» 読む文章:
--

光武帝紀23 「赤眉を降す」

鄧禹が失策を重ねるなか、馮異が頭角を現して赤眉軍・延岑を撃破。赤眉軍は宜陽に逃れて劉秀に降服。山東に起こり、中原をへて関西を荒らしまわった赤眉軍も、ついに歴史の表舞台を立ちさります。


建武*1三年*2の春正月、洛陽*3に親廟*4を建立し、同日、馮異*5征西大将軍*6に任命した。鄧禹*7は帰還命令をうけて、車騎将軍*8鄧弘*9とともに華陰*10まで戻ってきたところで、進軍して赤眉*11軍を攻撃しようと考えた。馮異が言った。「赤眉軍は人数が多いので、恩愛信義でもって手懐けるがよろしく、兵力でもって打ち破るのは難しゅうございますぞ。陛下のご命令は、諸将を澠池*12に進駐させて東方に備えさせ、馮異に連携させて西方を攻撃させるというものでした。陛下は集結を待ってから一挙に攻略なさるお考えで、これこそ万全の計略でしょう。」鄧禹と鄧弘は西方遠征の途中で命令をうけて帰国しなければならなかったので、(名誉回復のため)一戦して勝敗を決めようとしたのである。

けっきょく戦争となり、数日もしないうちに鄧禹軍は大敗した。馮異は兵隊を率いて救援しようとしたが、かなわず、軍隊を捨てて逃走、麾下の数人だけを連れて陣営に戻ってきた。ふたたび敗残兵を拾って防壁を固めた。

ちょうど赤眉軍に飢餓が発生したので、計略を定めて攻撃し、彼らを大いに打ち破った。降服する者は八万人を越え、十万人あまりが東方の宜陽*13へ逃げさった。詔書により馮異に慰労があった。「回渓*14では羽を休ませ、澠池では翼を奮わせた。東隅*15で失敗したが、桑楡*16で回復したのである。」


そのころ延岑*17が藍田*18を占拠しており、兵力は最強であった。劉秀*19はいつも詔書を与えて延岑をなだめていた。その他の豪傑もあちこちで軍隊を集め、多い者で一万人、少ない者で数千人、それが互いに攻撃しあっていた。百姓たちは飢餓に苦しみ、数斛の食糧が黄金一斤五斗に相当した*20。馮異は転戦をかさねて上林*21のなかまで進駐したが、道路が不通で、輸送も遅れが出ており、兵士たちはみな果物を取って食糧にあてていた。

延岑が豪傑らを率いて馮異に攻めかかってきたが、馮異は反撃して彼らを大破した。延岑はなんど戦っても勝つことができず、仲間がみな寝返るありさま、とうとう武関*22から南陽*23へと逃走した。馮異が赤眉軍を打破し、延岑を敗走させたことから、豪傑らはみな使者をよこして降服を願いでた。馮異の威勢は関中*24に鳴りひびき、陵墓を修復して役所を建設し、曲直を正して盗賊を取り締まったので、数年のうちに上林は都のようになった。

--

» 提供データ:

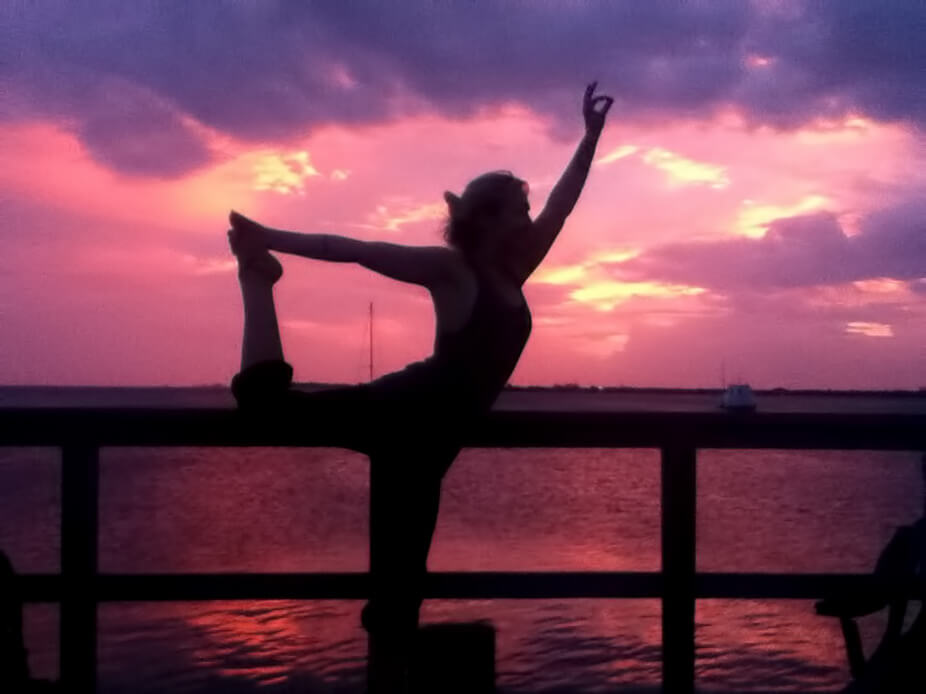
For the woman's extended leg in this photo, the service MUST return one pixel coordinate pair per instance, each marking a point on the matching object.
(261, 339)
(258, 271)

--

» 取り組む課題:
上にある赤眉軍についての文章を、「鄧禹が失策を重ねるなか、馮異」を含む語句から「敗を決めようとしたのである。」までの範囲で、一字も変えずに書き写してください。

» 回答:
鄧禹が失策を重ねるなか、馮異が頭角を現して赤眉軍・延岑を撃破。赤眉軍は宜陽に逃れて劉秀に降服。山東に起こり、中原をへて関西を荒らしまわった赤眉軍も、ついに歴史の表舞台を立ちさります。


建武*1三年*2の春正月、洛陽*3に親廟*4を建立し、同日、馮異*5征西大将軍*6に任命した。鄧禹*7は帰還命令をうけて、車騎将軍*8鄧弘*9とともに華陰*10まで戻ってきたところで、進軍して赤眉*11軍を攻撃しようと考えた。馮異が言った。「赤眉軍は人数が多いので、恩愛信義でもって手懐けるがよろしく、兵力でもって打ち破るのは難しゅうございますぞ。陛下のご命令は、諸将を澠池*12に進駐させて東方に備えさせ、馮異に連携させて西方を攻撃させるというものでした。陛下は集結を待ってから一挙に攻略なさるお考えで、これこそ万全の計略でしょう。」鄧禹と鄧弘は西方遠征の途中で命令をうけて帰国しなければならなかったので、(名誉回復のため)一戦して勝敗を決めようとしたのである。